Texto extraído:
-=-=-=-=-

De tempos a tempos surge no panorama mediático nacional um conjunto de vozes alertando para o disparo das importações portuguesas de eletricidade, um flagelo que o país precisa de combater, uma tragédia que espelha, na opinião das vozes mais alarmadas, erros catastróficos da política energética nacional. Números redondos debitados sem contexto reforçam declarações inflamadas de catedráticos em horário nobre. Em suma, um drama. Ou então não. Vale a pena refletir sobre o assunto.
Esta semana, num artigo de opinião no Observador, Mário Guedes, que foi diretor-geral de Energia e Geologia entre 2017 e 2018, falava na “situação desastrosa em que se encontra o sistema elétrico nacional”, narrativa alimentada a partir dos números das importações de eletricidade, que alcançaram em 2022 um valor recorde. O antigo dirigente público qualifica como “absoluto fiasco” a política para o desenvolvimento de produção solar, assente em leilões, e com várias prorrogações de prazos. E responsabiliza pela “situação desastrosa” os “decisores políticos nacionais”, com uma “total ausência de visão estratégica” e “profundo desconhecimento técnico e económico dos sistemas energéticos”.
Horas depois da publicação do artigo, uma peça na TVI enfatizava o pico de importações de eletricidade de 2022, apontando um alegado “descontrolo na energia”, uma “verdadeira crise energética”, um “recorde catastrófico”.

-=-=-=-=-

Instrução: Prossiga o texto sobre as importações portuguesas de eletricidade, começando logo após a sua última frase.

Dados fornecidos:
-=-=-=-=-

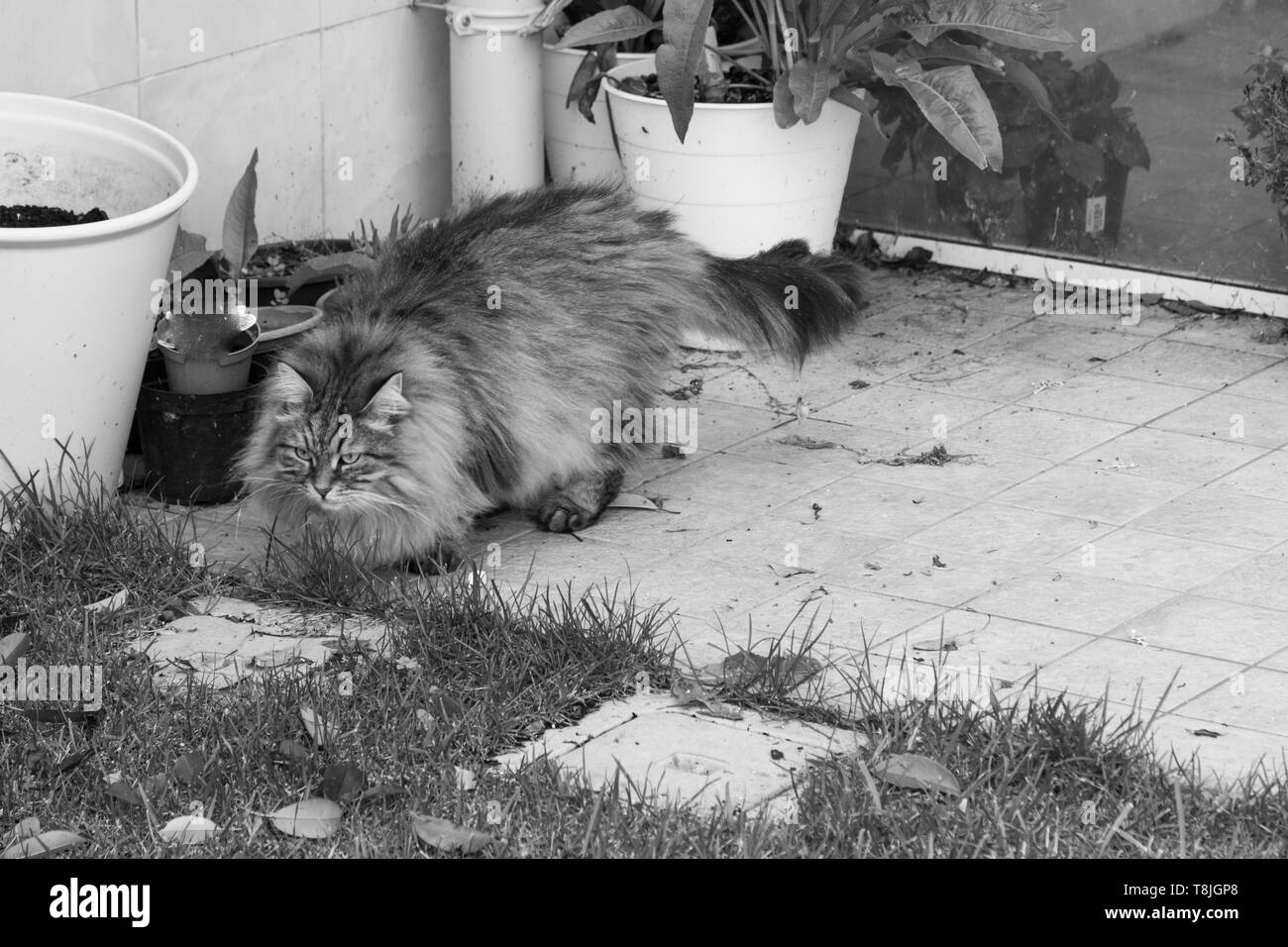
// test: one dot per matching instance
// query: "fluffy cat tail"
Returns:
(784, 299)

-=-=-=-=-

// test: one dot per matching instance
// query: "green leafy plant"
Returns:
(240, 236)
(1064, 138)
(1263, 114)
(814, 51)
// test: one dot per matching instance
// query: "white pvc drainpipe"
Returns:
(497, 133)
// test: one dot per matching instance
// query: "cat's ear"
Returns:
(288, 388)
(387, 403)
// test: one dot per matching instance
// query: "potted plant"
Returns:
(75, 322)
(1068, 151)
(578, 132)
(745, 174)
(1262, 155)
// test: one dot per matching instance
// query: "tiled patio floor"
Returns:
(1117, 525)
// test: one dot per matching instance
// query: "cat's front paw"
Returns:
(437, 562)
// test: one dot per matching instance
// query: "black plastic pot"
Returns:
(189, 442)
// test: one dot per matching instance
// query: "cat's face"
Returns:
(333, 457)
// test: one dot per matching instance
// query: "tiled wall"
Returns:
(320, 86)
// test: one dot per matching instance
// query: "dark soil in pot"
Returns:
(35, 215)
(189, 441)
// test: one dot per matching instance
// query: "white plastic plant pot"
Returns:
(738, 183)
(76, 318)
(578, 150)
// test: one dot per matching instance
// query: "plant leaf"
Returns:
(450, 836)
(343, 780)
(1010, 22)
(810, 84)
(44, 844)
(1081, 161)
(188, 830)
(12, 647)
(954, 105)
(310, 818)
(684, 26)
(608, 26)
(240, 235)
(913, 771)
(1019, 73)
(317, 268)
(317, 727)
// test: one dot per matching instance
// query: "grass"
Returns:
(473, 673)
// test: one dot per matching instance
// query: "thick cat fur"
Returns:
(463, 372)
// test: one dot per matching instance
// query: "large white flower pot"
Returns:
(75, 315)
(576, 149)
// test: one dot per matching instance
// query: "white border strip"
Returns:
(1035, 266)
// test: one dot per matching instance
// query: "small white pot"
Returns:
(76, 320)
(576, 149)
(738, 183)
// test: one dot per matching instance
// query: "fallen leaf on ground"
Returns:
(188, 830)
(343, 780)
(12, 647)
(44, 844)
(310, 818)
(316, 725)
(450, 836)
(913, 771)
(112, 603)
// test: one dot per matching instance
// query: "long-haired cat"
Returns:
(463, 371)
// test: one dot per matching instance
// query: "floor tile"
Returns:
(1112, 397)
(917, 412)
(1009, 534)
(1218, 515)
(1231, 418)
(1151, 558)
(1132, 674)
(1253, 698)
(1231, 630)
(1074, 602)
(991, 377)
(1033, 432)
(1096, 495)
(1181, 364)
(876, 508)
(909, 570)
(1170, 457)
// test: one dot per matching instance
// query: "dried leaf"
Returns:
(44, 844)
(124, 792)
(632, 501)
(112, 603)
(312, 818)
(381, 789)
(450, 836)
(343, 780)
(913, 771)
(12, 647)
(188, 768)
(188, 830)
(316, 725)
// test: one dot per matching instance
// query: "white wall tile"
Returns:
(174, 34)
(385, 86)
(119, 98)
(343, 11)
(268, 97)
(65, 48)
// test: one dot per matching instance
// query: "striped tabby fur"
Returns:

-=-=-=-=-

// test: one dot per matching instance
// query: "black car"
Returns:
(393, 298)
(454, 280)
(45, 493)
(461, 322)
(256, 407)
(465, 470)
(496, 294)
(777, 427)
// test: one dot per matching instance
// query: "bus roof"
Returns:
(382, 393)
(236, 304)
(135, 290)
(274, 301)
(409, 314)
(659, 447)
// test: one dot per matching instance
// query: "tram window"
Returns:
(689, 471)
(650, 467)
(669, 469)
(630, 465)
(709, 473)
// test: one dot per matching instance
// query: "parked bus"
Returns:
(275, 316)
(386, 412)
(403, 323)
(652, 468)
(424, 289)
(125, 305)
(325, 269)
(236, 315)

-=-=-=-=-

Resposta:
Para lá das apaixonadas manifestações de apreço pela soberania elétrica nacional (que, curiosamente, tendem a deixar de lado tudo o que importamos em combustíveis fósseis), importa enquadrar o tema com números, contexto e algum enquadramento que por vezes falha (admitamos que involuntariamente) na abordagem ao estado de saúde do sistema elétrico nacional.
Comecemos pelo contexto. O sistema elétrico nacional é hoje (e há largos anos) parte integrante de um mercado europeu de energia, sujeito a regras comuns. Mas, tão ou mais importante do que isso para o tema em apreço é o facto de o nosso sistema integrar um mercado ibérico de eletricidade (Mibel), em velocidade-cruzeiro desde julho de 2007. O Mibel começou a ser desenhado em 2001, e os anos que se seguiram serviram para preparar a implementação dessa plataforma, que juntaria os sistemas elétricos de Portugal e Espanha, num mercado comum de compra e venda de energia.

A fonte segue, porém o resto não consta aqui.